# WRITTEN INSTRUCTION A
Transcribe the ML deployment article below, beginning at the words "Model deployment is" and stopping after "the first place.".

# DOCUMENT

(begin)

An Adaptive 10-Step Approach to Deploy ML Model

Kritika_Mishra · ‎Nov 09 2021

Writeup image.png

Model deployment is often the last step in a Machine learning Product Lifecycle. This single step drives model adoption in multitude of ways. Needless to say, if done without precise and thoughtful planning, it can lead to significant problems across multiple aspects of the customer facing service, including but not limited to, security, availability and eventually consumption, which can ultimately result in the wastage of efforts spent in the creation of the model in the first place.

After realizing the necessity of applying careful considerations on the deployment of ML models, I started exploring sophistic ways of deployment.

Exploration was centered around 3 aspects:

Ease of use
Adaptiveness for myriad scenarios
Multiple granular controls among which Security being the foremost

Exploration resulted in fruition. I found a holistic and comprehensive offering within Azure with absolute focus on Machine learning Product Lifecycle, replete with the goodness of Azure, which goes by the name of Azure Machine Learning.

The rest of the article focuses on the deployment of ML model as a secured webservice along with its consumption as a RESTful API with Azure Machine Learning, all using Python!

(end)

# SUPPLIED INFORMATION
(begin)

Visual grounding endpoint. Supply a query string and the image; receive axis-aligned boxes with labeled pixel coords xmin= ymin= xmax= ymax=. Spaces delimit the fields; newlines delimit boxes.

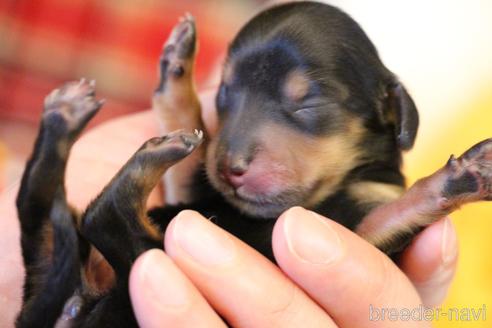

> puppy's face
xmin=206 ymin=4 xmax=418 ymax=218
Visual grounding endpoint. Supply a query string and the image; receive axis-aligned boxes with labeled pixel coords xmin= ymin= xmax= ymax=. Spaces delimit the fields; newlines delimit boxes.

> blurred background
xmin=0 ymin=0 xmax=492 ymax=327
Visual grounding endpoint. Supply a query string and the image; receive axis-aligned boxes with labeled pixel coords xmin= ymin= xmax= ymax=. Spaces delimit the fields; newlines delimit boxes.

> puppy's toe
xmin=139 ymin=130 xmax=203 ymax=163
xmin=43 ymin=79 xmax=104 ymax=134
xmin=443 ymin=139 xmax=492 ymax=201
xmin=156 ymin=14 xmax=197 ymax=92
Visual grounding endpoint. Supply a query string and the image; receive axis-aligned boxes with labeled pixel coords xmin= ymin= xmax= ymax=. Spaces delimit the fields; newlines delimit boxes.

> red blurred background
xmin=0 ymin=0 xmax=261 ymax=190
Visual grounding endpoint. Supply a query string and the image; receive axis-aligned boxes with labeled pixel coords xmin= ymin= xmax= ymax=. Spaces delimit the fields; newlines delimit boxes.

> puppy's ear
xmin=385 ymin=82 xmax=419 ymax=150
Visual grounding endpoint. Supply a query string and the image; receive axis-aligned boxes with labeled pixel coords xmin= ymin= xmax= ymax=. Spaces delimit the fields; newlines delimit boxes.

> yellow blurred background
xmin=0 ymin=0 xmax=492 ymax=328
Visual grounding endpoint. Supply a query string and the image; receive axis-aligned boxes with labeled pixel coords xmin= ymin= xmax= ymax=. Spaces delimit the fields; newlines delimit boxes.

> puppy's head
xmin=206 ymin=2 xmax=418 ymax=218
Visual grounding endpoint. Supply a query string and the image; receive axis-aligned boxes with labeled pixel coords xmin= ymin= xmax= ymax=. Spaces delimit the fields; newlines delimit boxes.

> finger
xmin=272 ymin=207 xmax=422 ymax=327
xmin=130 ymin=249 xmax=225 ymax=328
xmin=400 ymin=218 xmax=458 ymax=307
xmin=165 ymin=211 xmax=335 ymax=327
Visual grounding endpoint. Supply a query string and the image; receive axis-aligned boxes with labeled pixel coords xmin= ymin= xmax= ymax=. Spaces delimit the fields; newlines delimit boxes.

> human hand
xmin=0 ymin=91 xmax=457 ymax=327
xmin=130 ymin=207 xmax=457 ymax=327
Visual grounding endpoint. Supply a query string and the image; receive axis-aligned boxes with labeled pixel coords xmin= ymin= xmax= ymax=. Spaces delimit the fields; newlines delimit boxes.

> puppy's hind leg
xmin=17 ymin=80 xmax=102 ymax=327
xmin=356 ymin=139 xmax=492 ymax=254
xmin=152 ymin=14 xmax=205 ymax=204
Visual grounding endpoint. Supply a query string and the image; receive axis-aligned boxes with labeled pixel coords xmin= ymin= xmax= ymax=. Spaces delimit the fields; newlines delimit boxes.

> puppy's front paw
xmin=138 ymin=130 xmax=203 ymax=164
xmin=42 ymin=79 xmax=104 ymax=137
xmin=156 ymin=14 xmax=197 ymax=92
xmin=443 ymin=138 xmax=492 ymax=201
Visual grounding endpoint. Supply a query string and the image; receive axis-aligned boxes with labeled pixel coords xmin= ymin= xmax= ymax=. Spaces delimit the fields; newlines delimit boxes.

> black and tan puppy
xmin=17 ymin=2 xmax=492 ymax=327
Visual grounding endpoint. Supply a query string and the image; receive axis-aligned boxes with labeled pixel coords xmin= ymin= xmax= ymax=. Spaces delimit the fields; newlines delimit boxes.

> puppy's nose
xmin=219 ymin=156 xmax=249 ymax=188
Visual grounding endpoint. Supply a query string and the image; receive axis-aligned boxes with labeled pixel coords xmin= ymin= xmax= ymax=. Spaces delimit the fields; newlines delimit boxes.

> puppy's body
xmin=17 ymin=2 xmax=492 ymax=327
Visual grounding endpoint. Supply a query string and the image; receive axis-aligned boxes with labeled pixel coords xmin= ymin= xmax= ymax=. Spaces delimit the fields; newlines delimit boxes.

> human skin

(end)

# WRITTEN INSTRUCTION B
Find each line in the rows above that has the word "background" and copy those lines.

# OUTPUT A
Model deployment is often the last step in a Machine learning Product Lifecycle. This single step drives model adoption in multitude of ways. Needless to say, if done without precise and thoughtful planning, it can lead to significant problems across multiple aspects of the customer facing service, including but not limited to, security, availability and eventually consumption, which can ultimately result in the wastage of efforts spent in the creation of the model in the first place.

# OUTPUT B
> blurred background
> red blurred background
> yellow blurred background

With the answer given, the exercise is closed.